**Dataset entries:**
###

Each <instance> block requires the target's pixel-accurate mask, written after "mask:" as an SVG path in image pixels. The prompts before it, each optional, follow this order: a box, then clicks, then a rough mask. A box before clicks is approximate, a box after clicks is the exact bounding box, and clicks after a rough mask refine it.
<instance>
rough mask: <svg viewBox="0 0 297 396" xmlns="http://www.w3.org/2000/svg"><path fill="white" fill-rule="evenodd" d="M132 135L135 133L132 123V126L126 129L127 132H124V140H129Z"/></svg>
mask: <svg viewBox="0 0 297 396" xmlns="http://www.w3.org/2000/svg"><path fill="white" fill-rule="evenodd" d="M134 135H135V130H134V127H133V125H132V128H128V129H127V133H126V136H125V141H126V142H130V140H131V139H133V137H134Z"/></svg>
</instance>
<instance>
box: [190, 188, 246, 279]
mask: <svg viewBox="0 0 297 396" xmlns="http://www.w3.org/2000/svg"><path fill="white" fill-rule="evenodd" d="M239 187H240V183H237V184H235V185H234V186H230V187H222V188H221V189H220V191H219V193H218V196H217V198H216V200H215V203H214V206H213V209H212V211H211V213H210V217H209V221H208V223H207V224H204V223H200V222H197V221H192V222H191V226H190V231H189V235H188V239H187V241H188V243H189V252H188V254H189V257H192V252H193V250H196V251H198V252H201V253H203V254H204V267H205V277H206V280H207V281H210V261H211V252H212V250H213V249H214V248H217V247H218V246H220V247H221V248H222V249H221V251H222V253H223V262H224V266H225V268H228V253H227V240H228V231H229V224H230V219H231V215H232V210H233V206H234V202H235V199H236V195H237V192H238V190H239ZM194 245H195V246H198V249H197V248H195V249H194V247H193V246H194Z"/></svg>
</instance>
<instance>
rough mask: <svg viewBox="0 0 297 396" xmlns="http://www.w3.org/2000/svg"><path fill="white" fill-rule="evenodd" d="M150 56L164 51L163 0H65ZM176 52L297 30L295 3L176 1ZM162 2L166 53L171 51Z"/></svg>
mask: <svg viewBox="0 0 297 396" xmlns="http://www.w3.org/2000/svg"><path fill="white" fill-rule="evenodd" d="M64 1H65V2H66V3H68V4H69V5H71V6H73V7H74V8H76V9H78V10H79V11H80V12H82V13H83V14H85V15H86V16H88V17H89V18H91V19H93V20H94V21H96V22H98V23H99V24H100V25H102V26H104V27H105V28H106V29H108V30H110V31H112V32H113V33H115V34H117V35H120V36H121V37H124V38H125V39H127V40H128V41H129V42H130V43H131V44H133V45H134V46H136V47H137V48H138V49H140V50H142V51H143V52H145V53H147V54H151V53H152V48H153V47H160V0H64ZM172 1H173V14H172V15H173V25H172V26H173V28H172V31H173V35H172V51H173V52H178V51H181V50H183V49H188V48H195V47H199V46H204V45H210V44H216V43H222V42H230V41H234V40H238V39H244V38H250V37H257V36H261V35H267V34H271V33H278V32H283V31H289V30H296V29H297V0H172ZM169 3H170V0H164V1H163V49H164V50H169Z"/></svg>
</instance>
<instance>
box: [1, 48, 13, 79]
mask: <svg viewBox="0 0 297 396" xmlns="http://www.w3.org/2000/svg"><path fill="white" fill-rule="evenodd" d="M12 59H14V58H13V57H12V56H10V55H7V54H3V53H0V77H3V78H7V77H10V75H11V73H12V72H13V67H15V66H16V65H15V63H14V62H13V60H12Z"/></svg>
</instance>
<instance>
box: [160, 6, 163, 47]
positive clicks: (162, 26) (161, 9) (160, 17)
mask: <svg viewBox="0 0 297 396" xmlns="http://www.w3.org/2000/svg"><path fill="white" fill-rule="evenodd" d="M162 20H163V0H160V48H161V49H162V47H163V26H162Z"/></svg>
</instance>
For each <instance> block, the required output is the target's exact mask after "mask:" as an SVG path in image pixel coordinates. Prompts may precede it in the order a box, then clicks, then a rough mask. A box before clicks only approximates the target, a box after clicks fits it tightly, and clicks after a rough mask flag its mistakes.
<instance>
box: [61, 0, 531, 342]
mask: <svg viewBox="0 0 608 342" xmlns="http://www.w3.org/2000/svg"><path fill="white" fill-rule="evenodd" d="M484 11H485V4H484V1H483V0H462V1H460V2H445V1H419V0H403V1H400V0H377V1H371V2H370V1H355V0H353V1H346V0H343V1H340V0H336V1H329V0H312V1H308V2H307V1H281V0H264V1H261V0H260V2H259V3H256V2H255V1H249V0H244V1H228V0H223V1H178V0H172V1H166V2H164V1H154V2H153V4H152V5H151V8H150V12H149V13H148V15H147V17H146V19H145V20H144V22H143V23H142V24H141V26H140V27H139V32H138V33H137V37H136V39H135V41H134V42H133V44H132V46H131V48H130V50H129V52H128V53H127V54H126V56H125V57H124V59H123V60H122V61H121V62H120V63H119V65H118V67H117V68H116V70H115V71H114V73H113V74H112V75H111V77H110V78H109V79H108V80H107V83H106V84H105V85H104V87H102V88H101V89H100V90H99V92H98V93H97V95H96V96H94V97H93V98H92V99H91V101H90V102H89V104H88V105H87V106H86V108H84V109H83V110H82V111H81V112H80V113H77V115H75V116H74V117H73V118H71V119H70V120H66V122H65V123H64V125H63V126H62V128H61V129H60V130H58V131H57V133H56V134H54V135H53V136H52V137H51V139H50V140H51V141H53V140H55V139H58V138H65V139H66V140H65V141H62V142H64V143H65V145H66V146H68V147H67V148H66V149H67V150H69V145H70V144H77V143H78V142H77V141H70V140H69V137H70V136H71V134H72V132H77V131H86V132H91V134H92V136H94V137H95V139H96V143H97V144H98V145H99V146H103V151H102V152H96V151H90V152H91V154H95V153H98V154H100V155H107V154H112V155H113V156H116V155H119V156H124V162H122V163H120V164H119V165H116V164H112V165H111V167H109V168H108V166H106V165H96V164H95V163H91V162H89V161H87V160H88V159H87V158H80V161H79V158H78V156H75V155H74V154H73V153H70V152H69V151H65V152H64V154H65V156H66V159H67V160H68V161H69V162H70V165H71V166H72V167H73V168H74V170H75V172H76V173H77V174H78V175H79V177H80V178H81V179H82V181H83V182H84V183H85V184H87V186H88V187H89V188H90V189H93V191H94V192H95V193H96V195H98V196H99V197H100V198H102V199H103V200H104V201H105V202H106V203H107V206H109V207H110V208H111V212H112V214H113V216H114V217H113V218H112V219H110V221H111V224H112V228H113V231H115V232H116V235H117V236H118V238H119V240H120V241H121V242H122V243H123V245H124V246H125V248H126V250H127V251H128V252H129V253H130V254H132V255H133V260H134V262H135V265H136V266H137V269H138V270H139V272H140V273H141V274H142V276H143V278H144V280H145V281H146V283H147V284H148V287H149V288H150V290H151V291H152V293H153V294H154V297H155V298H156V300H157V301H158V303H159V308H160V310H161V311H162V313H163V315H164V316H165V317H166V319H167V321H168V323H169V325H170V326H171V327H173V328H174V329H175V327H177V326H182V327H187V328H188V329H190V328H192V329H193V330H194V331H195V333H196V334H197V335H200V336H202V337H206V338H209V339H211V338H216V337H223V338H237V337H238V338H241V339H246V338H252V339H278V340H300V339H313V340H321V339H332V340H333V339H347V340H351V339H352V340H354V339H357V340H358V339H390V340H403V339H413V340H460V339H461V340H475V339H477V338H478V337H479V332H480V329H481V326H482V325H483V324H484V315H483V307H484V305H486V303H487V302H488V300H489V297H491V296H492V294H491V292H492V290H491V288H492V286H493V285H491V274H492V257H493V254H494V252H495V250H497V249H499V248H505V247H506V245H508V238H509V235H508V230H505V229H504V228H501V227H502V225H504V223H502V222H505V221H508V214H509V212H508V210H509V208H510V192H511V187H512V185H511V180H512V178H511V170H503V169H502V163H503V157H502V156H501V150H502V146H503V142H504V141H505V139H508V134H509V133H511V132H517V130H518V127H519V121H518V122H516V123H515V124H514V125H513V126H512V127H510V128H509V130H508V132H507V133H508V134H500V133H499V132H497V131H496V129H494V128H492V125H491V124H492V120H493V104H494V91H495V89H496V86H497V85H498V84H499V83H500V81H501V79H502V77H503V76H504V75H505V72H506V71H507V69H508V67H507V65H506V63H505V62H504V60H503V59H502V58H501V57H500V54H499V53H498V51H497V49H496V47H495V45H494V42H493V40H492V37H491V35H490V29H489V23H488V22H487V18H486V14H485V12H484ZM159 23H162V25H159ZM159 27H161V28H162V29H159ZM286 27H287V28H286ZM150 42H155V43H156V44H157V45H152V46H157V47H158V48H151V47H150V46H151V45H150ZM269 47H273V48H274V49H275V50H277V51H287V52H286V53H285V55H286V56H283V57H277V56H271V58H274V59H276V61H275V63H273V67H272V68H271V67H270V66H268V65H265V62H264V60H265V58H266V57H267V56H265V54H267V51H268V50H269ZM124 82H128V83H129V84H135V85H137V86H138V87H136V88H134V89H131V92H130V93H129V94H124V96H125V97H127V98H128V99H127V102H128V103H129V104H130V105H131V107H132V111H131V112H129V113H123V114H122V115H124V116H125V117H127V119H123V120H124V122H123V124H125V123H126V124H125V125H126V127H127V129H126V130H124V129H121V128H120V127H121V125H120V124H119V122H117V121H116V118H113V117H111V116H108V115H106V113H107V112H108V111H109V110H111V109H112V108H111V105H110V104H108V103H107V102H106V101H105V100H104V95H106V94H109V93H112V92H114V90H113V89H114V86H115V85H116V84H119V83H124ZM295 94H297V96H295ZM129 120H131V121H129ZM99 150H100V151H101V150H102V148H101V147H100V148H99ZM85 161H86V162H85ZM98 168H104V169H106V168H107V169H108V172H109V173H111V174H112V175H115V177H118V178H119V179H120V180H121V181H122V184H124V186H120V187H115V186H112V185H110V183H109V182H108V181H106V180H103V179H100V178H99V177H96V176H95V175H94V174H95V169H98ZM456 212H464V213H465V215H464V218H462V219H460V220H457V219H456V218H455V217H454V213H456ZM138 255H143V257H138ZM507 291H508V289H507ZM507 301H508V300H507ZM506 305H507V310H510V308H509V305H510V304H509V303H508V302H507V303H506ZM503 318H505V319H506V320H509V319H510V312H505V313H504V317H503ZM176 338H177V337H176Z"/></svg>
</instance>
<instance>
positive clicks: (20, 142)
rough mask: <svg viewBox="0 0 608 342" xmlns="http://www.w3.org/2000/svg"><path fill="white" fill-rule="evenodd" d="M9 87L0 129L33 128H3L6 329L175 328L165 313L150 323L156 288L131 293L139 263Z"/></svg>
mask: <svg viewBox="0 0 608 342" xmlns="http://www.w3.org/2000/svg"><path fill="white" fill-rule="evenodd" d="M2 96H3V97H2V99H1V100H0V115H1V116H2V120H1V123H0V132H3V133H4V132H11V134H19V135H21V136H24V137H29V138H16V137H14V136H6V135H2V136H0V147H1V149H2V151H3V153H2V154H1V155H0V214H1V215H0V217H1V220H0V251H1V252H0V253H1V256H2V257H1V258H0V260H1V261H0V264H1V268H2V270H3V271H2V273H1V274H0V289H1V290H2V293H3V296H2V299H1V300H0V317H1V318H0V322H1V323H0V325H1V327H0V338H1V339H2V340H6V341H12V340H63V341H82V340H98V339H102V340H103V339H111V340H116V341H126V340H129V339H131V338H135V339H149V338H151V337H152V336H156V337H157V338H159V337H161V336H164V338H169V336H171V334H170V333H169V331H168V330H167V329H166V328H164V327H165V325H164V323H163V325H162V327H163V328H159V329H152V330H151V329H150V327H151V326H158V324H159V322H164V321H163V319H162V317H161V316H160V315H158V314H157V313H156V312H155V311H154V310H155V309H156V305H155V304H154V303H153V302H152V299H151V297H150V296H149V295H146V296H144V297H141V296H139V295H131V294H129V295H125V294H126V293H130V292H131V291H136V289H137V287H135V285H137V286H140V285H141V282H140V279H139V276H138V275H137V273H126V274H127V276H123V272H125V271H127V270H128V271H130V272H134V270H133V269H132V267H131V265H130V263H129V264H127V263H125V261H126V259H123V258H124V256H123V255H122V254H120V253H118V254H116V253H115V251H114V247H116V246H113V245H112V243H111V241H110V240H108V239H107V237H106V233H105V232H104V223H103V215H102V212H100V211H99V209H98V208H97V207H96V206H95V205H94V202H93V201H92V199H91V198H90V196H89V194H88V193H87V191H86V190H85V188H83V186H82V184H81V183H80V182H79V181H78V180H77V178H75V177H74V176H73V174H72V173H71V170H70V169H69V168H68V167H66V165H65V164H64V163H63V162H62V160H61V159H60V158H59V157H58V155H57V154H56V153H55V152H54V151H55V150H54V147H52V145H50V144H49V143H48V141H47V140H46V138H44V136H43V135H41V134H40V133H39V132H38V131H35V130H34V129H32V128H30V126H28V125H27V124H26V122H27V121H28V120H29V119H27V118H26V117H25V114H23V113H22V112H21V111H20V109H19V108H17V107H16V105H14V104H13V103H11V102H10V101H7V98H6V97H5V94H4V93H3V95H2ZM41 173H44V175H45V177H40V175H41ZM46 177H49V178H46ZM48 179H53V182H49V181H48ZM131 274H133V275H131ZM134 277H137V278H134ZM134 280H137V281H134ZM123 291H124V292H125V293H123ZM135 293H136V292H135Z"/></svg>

###

**Exercise:** Please list each line of the items above that contains the word "positive". Case counts.

**Written reply:**
positive clicks: (162, 26) (161, 9) (160, 17)
positive clicks: (20, 142)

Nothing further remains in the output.